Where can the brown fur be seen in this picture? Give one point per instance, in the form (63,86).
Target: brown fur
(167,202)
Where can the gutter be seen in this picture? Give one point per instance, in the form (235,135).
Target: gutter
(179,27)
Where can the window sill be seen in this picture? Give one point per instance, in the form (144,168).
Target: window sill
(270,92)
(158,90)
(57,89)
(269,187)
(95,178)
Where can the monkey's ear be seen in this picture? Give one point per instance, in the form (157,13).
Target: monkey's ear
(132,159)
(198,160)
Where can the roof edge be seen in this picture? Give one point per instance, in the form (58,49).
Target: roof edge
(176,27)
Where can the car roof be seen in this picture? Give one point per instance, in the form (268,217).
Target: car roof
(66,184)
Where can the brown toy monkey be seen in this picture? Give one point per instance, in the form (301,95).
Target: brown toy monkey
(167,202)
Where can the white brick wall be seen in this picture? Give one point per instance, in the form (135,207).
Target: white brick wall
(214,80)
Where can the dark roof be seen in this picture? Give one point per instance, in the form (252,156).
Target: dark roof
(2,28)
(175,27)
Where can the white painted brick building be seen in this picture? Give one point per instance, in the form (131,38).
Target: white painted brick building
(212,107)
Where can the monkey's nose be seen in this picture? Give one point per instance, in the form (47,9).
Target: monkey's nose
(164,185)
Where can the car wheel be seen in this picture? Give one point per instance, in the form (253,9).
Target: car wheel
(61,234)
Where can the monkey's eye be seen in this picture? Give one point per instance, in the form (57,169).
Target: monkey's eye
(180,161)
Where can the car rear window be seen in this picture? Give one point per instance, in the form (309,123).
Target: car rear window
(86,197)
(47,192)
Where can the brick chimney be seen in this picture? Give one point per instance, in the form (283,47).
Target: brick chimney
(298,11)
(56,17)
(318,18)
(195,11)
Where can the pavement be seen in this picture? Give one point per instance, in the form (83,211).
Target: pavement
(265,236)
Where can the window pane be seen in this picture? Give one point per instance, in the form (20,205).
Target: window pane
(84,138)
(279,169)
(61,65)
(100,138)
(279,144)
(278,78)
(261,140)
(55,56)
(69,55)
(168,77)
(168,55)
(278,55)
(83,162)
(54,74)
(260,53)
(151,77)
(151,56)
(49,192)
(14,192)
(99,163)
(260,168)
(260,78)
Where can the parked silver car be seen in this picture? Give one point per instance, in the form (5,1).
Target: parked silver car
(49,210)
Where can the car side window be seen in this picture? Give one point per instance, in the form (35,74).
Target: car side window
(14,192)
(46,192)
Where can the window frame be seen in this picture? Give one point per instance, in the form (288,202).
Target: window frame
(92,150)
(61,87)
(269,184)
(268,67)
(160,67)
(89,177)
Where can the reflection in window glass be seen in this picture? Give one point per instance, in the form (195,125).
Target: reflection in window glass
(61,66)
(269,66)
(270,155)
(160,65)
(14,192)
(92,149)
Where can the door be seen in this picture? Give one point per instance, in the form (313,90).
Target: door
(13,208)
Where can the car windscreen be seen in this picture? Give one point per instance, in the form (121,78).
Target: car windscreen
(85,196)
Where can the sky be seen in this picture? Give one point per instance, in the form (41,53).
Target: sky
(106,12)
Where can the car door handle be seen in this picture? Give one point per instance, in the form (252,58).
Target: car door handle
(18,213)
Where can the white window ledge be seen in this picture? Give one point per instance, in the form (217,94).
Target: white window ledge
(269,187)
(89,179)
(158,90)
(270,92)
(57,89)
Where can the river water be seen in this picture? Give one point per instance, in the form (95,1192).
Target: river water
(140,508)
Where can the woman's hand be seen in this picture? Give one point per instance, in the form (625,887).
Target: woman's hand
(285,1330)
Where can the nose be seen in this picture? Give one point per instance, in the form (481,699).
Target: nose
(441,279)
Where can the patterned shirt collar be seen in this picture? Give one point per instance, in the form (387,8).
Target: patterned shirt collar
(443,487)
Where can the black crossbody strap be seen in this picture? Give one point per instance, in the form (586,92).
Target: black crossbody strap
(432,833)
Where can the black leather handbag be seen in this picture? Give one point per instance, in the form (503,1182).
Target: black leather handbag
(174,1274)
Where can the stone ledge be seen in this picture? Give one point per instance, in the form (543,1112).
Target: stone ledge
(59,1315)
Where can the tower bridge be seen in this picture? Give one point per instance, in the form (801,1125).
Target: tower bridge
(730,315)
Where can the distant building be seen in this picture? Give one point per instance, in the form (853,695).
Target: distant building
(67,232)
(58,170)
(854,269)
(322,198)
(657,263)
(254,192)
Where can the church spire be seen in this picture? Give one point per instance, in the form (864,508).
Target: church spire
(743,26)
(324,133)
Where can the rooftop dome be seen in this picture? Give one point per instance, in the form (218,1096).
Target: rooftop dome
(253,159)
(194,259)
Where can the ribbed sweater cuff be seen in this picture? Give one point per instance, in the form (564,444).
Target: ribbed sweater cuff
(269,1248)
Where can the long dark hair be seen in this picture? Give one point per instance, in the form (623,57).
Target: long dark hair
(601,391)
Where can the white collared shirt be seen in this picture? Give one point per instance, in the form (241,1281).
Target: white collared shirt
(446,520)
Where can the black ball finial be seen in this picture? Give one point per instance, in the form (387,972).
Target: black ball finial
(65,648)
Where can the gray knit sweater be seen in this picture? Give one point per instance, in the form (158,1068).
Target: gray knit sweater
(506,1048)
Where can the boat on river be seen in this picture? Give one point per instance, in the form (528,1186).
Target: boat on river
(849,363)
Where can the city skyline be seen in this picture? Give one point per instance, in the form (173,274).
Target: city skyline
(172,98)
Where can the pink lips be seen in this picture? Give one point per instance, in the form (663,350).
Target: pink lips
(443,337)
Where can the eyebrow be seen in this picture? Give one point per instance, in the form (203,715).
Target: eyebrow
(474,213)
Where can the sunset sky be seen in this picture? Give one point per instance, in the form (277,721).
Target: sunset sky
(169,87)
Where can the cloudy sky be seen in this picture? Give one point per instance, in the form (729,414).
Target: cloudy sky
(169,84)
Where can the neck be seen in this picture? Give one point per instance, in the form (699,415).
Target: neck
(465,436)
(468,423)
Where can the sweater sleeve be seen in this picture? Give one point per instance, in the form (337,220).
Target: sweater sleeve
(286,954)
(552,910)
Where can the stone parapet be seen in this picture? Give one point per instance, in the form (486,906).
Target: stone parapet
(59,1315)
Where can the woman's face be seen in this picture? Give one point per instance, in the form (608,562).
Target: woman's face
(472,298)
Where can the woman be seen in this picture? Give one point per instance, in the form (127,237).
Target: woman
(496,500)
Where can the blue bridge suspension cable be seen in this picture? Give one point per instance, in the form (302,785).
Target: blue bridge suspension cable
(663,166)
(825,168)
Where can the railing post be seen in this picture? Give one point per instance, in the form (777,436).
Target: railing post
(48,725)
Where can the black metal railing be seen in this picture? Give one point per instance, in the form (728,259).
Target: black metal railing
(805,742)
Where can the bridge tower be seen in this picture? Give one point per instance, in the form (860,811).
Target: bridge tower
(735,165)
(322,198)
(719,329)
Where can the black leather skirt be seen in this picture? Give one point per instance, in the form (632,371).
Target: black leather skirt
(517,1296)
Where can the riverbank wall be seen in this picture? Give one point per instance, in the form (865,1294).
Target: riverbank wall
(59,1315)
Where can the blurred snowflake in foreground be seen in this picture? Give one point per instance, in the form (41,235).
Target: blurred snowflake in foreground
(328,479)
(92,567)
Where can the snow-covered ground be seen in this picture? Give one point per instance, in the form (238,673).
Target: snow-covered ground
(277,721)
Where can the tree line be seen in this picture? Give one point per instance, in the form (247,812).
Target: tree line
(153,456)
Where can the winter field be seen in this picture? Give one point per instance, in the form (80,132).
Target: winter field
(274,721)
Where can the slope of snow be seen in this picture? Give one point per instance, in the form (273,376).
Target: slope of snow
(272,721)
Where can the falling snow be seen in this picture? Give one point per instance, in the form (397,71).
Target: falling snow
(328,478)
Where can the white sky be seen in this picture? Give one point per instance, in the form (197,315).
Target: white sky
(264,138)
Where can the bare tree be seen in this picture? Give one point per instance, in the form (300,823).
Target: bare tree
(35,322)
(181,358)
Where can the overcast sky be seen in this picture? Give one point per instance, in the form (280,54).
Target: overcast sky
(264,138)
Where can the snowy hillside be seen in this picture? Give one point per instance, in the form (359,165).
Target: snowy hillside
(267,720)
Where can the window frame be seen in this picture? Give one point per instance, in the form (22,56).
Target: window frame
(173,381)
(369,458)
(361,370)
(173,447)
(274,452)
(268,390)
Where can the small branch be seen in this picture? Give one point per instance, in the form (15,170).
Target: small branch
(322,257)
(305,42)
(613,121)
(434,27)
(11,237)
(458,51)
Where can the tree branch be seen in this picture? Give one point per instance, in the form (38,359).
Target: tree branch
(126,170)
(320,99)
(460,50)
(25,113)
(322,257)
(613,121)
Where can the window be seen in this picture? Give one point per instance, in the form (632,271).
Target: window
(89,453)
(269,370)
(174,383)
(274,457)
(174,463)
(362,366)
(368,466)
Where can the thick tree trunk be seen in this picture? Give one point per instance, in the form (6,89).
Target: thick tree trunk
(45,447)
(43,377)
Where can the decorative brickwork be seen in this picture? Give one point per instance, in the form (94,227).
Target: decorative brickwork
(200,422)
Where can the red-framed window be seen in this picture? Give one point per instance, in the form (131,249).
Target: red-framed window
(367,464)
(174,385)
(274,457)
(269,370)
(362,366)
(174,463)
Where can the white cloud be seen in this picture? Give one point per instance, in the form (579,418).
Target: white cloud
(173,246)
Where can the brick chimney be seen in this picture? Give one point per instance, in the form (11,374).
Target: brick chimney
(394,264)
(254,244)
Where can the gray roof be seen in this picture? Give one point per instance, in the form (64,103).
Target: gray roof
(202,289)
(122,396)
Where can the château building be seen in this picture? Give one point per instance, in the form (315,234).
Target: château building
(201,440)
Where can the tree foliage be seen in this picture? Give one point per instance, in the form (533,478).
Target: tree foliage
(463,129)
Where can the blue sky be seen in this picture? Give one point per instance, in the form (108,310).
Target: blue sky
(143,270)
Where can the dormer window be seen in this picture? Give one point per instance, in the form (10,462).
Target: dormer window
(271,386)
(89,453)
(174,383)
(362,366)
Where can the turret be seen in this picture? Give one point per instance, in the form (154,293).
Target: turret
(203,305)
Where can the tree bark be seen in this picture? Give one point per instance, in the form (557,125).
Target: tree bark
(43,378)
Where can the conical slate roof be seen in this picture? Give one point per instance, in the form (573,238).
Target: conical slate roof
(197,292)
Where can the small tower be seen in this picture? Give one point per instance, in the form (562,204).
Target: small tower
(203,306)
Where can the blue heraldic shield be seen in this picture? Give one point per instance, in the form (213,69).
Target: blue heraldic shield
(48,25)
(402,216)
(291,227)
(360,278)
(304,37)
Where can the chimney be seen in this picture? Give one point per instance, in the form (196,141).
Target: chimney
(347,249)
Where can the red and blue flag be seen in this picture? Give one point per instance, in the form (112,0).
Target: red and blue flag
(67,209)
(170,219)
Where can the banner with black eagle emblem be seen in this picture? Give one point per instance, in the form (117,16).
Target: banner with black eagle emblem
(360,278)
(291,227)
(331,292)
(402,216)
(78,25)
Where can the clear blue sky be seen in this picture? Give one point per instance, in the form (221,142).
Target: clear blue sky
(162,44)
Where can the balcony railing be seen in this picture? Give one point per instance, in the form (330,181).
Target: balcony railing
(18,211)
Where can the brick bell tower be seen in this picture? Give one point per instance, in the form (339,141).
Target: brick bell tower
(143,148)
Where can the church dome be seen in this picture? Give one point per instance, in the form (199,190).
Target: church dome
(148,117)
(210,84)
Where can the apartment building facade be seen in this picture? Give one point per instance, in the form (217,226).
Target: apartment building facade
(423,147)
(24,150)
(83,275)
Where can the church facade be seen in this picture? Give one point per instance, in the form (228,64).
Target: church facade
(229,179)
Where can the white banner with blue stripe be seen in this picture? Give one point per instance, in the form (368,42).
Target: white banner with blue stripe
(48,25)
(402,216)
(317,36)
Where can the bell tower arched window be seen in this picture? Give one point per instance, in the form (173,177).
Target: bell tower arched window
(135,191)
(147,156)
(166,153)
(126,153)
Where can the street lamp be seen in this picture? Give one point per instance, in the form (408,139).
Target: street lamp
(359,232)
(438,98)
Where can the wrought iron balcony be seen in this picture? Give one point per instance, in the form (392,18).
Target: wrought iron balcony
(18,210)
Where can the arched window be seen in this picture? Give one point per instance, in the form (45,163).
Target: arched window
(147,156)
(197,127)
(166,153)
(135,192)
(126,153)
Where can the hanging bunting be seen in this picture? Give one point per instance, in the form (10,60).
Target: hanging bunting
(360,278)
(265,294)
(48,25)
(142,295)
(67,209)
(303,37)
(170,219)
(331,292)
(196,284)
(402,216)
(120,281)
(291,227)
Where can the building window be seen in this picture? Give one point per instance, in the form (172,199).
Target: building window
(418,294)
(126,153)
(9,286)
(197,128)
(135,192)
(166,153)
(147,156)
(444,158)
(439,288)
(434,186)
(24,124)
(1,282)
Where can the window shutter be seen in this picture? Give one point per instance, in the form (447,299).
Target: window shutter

◆ ◆ ◆

When "shutter" shows up in a line of the material, report that line.

* **REPLY**:
Where can the window shutter be seen in this picture? Give one point per instance, in the form (447,299).
Target: window shutter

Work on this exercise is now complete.